Texto fornecido:
Levantamento da McKinsey mostra que as cidades inteligentes vão movimentar em todo o mundo algo em torno de US$ 2 trilhões até a próxima década, justamente em decorrência da aplicação de novas tecnologias para a resolução de grandes desafios da vida urbana como mobilidade, segurança e uso eficiente de recursos naturais. Sensores que analisam o tráfego de veículos podem ajustar automaticamente o tempo de abertura e fechamento dos semáforos para melhorar o fluxo. Da mesma maneira, sistemas inteligentes avisam quais lâmpadas estão prestes a queimar, permitindo a troca antes que os moradores de uma rua fiquem no escuro.

Há inúmeros outros exemplos de como IoT (Internet das Coisas) pode reduzir custos de manutenção e qualidade de vida na cidade. A boa notícia é que essas soluções já existem e estão sendo testadas mundo afora. Em Pequim, sensores instalados nos sistemas de abastecimento de água monitoram vazamentos e alteração da pressão – o que já resultou em uma redução de até 40% do desperdício. Os exemplos de uso da tecnologia passam ainda por câmeras que monitoram crimes e alertam polícia automaticamente ou aparelhos que mostram a localização exata e tempo de espera estimado para a chegada dos ônibus. Nos Estados Unidos, o projeto What Works Cities, lançado há 3 anos, ajuda cidades de médio porte a melhorar o uso dos dados que capturam em prol dos serviços para os cidadãos. Apenas nas primeiras seis semanas, mais de 40% das cidades elegíveis se inscreveram no projeto.

A era digital dá poder e autonomia às pessoas para que escolham onde querem viver e trabalhar. E também aos gestores a possibilidade de atraí-las. Afinal, quanto mais inteligente e humana, maiores as chances de uma cidade atrair talentos e investimentos

Os avanços tecnológicos permitem que cada município crie soluções próprias para seus problemas. Mas, se quiserem atender seus cidadãos, os gestores precisam compreendê-los. A governança centrada nos cidadãos não é muito diferente da forma como corporações focam na experiência do usuário quando entregam seus serviços. Uma mãe de três filhos que trabalha fora e vive num bairro residencial terá necessidades diferentes de um viúvo de 72 anos que reside num bairro central. Ambos vão interagir de formas muito diferentes com os serviços disponíveis pela cidade.

Quanto mais detalhado for o entendimento dos cidadãos, melhores serão as políticas públicas de ordem prática.

Linhas fornecidas:
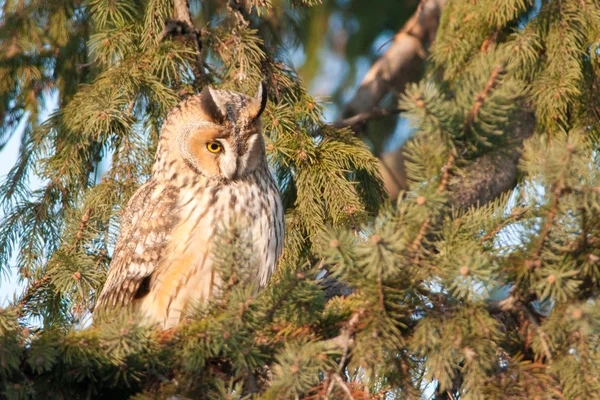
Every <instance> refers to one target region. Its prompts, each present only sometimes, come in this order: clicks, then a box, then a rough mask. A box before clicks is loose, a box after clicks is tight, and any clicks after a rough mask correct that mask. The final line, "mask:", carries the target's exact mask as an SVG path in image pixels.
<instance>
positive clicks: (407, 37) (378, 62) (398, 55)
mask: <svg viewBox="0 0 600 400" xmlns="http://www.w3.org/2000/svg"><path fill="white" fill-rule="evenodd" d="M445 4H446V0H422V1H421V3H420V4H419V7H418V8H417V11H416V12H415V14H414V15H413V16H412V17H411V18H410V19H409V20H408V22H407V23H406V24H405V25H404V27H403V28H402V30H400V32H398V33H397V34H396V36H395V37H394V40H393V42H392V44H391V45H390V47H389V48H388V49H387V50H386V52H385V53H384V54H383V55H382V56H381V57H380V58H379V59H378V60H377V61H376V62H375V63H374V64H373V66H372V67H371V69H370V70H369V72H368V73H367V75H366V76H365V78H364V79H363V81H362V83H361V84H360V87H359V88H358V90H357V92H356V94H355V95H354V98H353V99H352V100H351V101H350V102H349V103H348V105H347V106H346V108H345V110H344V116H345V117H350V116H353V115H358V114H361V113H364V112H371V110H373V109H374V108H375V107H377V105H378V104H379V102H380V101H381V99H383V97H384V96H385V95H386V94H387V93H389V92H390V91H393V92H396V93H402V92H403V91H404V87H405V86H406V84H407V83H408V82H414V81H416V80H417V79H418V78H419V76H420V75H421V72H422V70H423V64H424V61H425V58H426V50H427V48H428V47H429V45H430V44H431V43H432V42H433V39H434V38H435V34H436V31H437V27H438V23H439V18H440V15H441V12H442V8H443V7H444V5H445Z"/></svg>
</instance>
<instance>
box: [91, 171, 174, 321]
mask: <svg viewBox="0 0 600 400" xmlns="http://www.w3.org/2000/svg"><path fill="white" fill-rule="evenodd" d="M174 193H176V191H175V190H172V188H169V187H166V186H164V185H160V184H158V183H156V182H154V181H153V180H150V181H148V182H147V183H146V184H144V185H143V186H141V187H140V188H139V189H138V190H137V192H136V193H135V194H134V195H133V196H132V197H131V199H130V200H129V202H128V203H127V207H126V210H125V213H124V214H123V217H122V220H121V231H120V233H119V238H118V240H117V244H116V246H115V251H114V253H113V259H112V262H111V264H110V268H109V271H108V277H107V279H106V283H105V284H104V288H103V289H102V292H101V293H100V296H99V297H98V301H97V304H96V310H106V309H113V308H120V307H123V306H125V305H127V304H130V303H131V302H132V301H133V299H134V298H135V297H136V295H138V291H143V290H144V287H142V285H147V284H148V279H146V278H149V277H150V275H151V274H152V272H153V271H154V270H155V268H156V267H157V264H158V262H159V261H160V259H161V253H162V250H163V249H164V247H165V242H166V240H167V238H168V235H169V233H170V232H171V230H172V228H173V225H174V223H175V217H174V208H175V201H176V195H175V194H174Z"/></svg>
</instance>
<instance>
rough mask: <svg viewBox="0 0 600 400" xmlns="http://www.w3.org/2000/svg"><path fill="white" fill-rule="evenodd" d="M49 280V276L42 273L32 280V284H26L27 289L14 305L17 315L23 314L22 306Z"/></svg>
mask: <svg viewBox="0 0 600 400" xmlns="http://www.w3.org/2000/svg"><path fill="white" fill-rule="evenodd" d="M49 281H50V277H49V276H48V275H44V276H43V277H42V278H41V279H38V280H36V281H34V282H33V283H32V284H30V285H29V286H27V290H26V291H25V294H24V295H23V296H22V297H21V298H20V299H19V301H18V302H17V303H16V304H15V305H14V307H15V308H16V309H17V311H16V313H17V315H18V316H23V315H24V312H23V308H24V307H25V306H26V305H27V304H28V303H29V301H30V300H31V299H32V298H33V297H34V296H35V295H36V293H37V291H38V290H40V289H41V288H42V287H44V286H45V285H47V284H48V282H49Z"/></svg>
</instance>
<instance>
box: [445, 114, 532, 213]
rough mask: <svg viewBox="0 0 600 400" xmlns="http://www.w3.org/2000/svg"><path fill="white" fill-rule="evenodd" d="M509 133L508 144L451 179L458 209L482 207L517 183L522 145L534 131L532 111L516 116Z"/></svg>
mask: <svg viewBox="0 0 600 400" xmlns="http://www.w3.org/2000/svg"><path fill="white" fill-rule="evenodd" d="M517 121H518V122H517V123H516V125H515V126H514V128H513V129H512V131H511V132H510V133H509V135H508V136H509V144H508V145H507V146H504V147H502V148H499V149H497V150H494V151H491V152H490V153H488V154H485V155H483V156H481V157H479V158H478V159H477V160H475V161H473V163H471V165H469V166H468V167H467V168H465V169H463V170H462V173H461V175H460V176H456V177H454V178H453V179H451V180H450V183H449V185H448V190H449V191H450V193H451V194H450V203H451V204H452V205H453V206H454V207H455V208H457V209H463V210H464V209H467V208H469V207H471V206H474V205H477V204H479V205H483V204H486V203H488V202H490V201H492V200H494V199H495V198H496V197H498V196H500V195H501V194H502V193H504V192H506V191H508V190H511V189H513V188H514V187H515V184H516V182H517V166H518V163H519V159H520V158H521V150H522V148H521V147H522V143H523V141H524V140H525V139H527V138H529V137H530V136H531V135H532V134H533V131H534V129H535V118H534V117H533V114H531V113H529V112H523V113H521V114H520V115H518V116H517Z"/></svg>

Tarefas do exercício:
(a) De acordo com o texto sobre cidades inteligentes, de quanto foi a redução do desperdício em Pequim após a instalação de sensores nos sistemas de abastecimento de água?
(b) Dê prosseguimento ao texto sobre cidades inteligentes a partir da última frase apresentada.

Respostas por tarefa:
(a) A redução do desperdício foi de até 40%.

(b)
A jornada das pessoas ao longo do dia pode ser desmembrada em pontos de contato com os serviços. Elas utilizam transporte público ou caminham? Quais o custo e o tempo gastos no trajeto? Quantas vezes um cidadão visita um centro de saúde ou hospital, e por qual motivo? Que tipo de trabalho as pessoas realizam? É formal ou informal? Esses dados preciosos podem resultar em serviços públicos especializados e eficazes.

Identificar os problemas é, claro, somente um ponto de partida: solucioná-los por meio de políticas bem trabalhadas e colocar esses conceitos em ação é onde o trabalho real está. A América Latina possui muitos exemplos de cidades que vem aplicando políticas altamente eficazes, mas ainda há muito a ser feito.

Em diversos aspectos, as grandes cidades latino-americanas – em especial as brasileiras – não estão atendendo a essas aspirações. O City Voices, ferramenta desenvolvida pela McKinsey, indica que as cidades latino-americanas estão com baixo desempenho em todos os indicadores examinados até o momento tanto em desempenho com em satisfação dos cidadãos com relação aos serviços públicos, particularmente em transporte e segurança.

A situação é ainda mais crítica quando se leva em conta que as grandes cidades são a força vital das economias latino- americanas. Para se ter uma ideia, os 198 maiores centros urbanos (municípios com população igual ou superior a 200 mil habitantes) devem gerar 65% de crescimento do PIB da região até 2025. Diante do quadro, as cidades terão de competir cada vez mais para atrair as pessoas de que precisam para prosperar. A migração das áreas rurais para as urbanas está diminuindo, mas a migração entre cidades continua.

A era digital dá poder e autonomia às pessoas para que escolham onde querem viver e trabalhar. E também aos gestores a possibilidade de atraí-las. Afinal, quanto mais inteligente e humana, maiores as chances de uma cidade atrair talentos e investimentos.